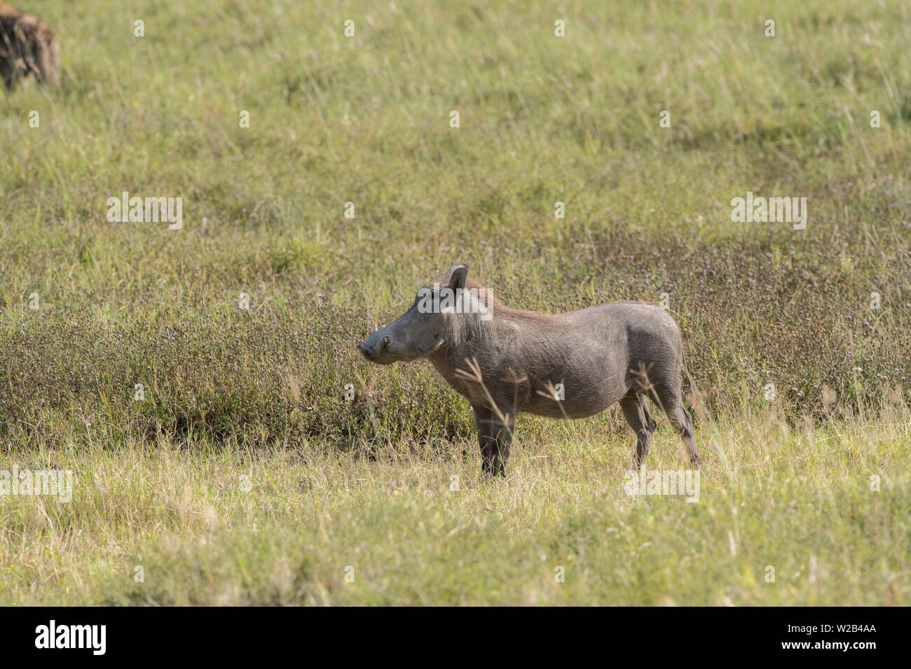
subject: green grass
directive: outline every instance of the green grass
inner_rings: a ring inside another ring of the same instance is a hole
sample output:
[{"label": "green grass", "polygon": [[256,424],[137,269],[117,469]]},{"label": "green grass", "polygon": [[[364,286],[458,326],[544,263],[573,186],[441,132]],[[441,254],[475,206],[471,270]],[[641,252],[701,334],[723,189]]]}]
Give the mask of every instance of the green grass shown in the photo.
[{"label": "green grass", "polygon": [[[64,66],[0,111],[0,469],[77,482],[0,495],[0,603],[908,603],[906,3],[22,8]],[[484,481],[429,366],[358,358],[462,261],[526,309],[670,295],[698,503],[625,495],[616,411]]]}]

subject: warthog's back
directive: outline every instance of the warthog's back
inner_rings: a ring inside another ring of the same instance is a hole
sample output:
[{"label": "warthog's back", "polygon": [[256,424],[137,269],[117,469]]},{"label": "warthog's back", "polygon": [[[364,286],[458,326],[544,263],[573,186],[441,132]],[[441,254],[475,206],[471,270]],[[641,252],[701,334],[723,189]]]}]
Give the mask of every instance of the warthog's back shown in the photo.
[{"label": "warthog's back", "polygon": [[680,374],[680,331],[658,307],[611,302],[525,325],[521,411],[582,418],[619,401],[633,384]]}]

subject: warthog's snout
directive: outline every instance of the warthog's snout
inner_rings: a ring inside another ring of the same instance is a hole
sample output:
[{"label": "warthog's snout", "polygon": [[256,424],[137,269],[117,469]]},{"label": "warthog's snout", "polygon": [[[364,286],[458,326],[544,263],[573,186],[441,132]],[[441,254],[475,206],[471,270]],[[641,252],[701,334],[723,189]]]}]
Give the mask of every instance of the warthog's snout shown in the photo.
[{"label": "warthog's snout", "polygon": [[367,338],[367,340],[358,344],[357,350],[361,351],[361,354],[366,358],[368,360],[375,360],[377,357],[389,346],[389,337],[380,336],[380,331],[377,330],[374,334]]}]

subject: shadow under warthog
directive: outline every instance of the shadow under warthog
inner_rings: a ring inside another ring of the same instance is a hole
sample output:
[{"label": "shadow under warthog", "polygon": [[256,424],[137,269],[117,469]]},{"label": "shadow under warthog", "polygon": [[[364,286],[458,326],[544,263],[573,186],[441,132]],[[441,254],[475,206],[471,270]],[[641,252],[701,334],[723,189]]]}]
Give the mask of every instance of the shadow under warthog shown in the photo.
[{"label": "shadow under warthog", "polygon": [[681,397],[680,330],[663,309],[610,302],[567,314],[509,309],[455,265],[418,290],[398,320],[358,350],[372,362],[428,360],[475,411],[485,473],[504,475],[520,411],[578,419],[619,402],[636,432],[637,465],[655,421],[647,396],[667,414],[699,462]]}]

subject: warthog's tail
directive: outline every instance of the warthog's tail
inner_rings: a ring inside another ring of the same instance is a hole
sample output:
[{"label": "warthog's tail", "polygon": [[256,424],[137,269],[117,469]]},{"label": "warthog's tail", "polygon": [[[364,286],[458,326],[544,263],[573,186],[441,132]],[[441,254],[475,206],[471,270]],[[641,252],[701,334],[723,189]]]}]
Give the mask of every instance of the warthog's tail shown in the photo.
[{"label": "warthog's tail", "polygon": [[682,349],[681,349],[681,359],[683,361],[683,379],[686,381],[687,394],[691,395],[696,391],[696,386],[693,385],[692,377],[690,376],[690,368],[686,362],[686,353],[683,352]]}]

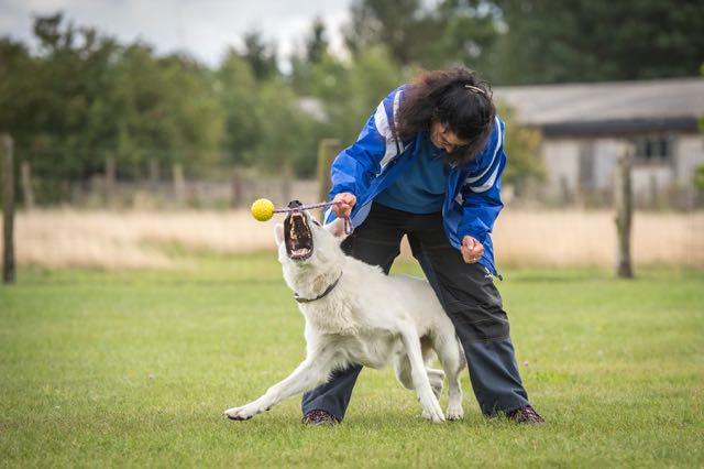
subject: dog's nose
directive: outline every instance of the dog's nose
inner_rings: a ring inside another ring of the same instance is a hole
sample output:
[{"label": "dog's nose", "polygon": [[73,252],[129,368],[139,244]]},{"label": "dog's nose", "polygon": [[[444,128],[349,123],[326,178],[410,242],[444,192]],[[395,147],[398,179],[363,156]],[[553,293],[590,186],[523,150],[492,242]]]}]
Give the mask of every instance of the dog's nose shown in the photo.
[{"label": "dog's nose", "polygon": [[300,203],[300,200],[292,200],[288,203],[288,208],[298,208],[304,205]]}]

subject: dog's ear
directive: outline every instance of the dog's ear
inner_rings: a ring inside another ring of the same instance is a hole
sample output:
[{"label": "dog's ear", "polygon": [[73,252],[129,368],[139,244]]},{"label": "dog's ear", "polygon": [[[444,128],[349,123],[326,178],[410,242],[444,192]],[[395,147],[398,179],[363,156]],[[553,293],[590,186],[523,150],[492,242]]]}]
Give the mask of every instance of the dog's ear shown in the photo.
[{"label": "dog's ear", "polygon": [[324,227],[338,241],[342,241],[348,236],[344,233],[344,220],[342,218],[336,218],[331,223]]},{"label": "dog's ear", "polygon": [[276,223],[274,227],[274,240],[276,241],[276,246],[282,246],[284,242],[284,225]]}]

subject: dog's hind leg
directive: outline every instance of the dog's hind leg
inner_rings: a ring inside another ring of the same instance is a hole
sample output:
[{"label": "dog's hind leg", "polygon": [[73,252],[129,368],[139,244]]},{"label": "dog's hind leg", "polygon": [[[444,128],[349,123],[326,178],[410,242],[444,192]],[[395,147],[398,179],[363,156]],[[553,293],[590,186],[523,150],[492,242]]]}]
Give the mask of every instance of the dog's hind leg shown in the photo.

________________

*Task brief*: Copy out each line exactly, without the pictures.

*Solution for this problem*:
subject: green grass
directive: outline every instance of the green grass
inner_rings: a ring inside another ring of the same instance is a hole
sample output:
[{"label": "green grass", "polygon": [[256,424],[137,269],[117,469]]},{"label": "green grass", "polygon": [[[364,286],[458,326],[544,263],[573,186],[441,132]],[[441,254],[475,206],[471,270]],[[641,252],[701,334],[723,189]]]}]
Give the mask of every instance of the green grass shown in the photo.
[{"label": "green grass", "polygon": [[[64,66],[0,111],[0,469],[77,482],[0,495],[0,603],[908,603],[906,3],[22,8]],[[484,481],[429,366],[358,358],[462,261],[526,309],[670,295],[698,503],[625,495],[616,411]]]}]

subject: warthog's back
directive: outline every instance of the warthog's back
inner_rings: a ring inside another ring of the same instance is a hole
sample output:
[{"label": "warthog's back", "polygon": [[256,424],[137,269],[117,469]]},{"label": "warthog's back", "polygon": [[[364,286],[458,326],[544,263],[573,186],[441,132]],[[441,254],[475,206],[471,270]],[[641,252],[701,334],[723,189]]]}]
Give the mask of every instance of the warthog's back shown in the photo.
[{"label": "warthog's back", "polygon": [[680,374],[680,331],[658,307],[611,302],[525,325],[521,411],[582,418],[619,401],[633,384]]}]

subject: warthog's snout
directive: outline every instance of the warthog's snout
inner_rings: a ring inside another ring of the same instance is a hole
sample output:
[{"label": "warthog's snout", "polygon": [[256,424],[137,269],[117,469]]},{"label": "warthog's snout", "polygon": [[[364,286],[458,326],[544,263],[573,186],[441,132]],[[441,254],[475,206],[471,270]],[[641,252],[701,334],[723,189]]]}]
Give the mask of every instance of the warthog's snout shown in the photo.
[{"label": "warthog's snout", "polygon": [[367,338],[367,340],[358,344],[357,350],[361,351],[361,354],[366,358],[368,360],[375,360],[377,357],[389,346],[389,337],[380,336],[380,331],[377,330],[374,334]]}]

subject: shadow under warthog
directive: outline every instance of the shadow under warthog
inner_rings: a ring inside another ring of the same instance is a hole
sample output:
[{"label": "shadow under warthog", "polygon": [[256,424],[137,269],[117,469]]},{"label": "shadow under warthog", "polygon": [[[364,286],[458,326],[544,263],[573,186],[441,132]],[[441,254],[475,206],[471,270]],[[641,252],[701,334],[723,189]]]}]
Give the mask of every instance of the shadow under warthog shown in the photo.
[{"label": "shadow under warthog", "polygon": [[681,397],[680,330],[663,309],[610,302],[567,314],[509,309],[455,265],[418,290],[398,320],[358,350],[372,362],[428,360],[475,411],[485,473],[504,475],[520,411],[578,419],[619,402],[636,432],[637,465],[655,421],[647,396],[667,414],[699,462]]}]

subject: warthog's tail
directive: outline every instance of the warthog's tail
inner_rings: a ring inside another ring of the same instance is a hole
sample output:
[{"label": "warthog's tail", "polygon": [[256,424],[137,269],[117,469]]},{"label": "warthog's tail", "polygon": [[[364,286],[458,326],[544,263],[573,186],[441,132]],[[441,254],[475,206],[471,270]],[[641,252],[701,334],[723,189]]]}]
Give the mask of every instance of the warthog's tail shown in the photo.
[{"label": "warthog's tail", "polygon": [[682,349],[681,349],[681,359],[683,361],[683,379],[686,381],[687,394],[691,395],[696,391],[696,386],[693,385],[692,377],[690,376],[690,368],[686,362],[686,353],[683,352]]}]

subject: dog's nose
directive: outline every instance of the dog's nose
inner_rings: a ring inside another ring of the same instance is a hole
sample output:
[{"label": "dog's nose", "polygon": [[73,252],[129,368],[139,244]]},{"label": "dog's nose", "polygon": [[[444,128],[349,123],[326,178],[410,242],[444,192]],[[395,147],[398,179],[363,156]],[[553,293],[590,186],[523,150],[492,242]]]}]
Give the mask of every instance of the dog's nose shown in the photo.
[{"label": "dog's nose", "polygon": [[300,203],[300,200],[292,200],[288,203],[288,208],[298,208],[304,205]]}]

subject: dog's ear
directive: outline every instance of the dog's ear
inner_rings: a ring inside another ring of the same instance is a hole
sample output:
[{"label": "dog's ear", "polygon": [[73,252],[129,368],[139,244]]},{"label": "dog's ear", "polygon": [[[444,128],[349,123],[326,178],[410,242],[444,192]],[[395,147],[398,179],[363,156]],[[553,293],[590,186],[523,150],[492,242]]]}]
Give the mask of every instance of the dog's ear shown in the photo.
[{"label": "dog's ear", "polygon": [[324,227],[338,241],[342,241],[348,236],[344,233],[344,220],[342,218],[336,218],[331,223]]},{"label": "dog's ear", "polygon": [[276,223],[274,227],[274,240],[276,241],[276,246],[282,246],[284,242],[284,225]]}]

subject: dog's hind leg
directive: outline every instance of the dog's hind leg
inner_rings: a ring inside another ring of the same instance is a hole
sample output:
[{"label": "dog's hind leg", "polygon": [[73,252],[129,368],[139,244]]},{"label": "dog's hind leg", "polygon": [[[444,128],[349,123],[326,178],[410,242],[444,192]],[[395,147],[398,179],[363,156]],[[553,293],[590,186],[523,150],[492,242]]]}]
Give the mask of every instance of the dog's hind leg shown in the photo.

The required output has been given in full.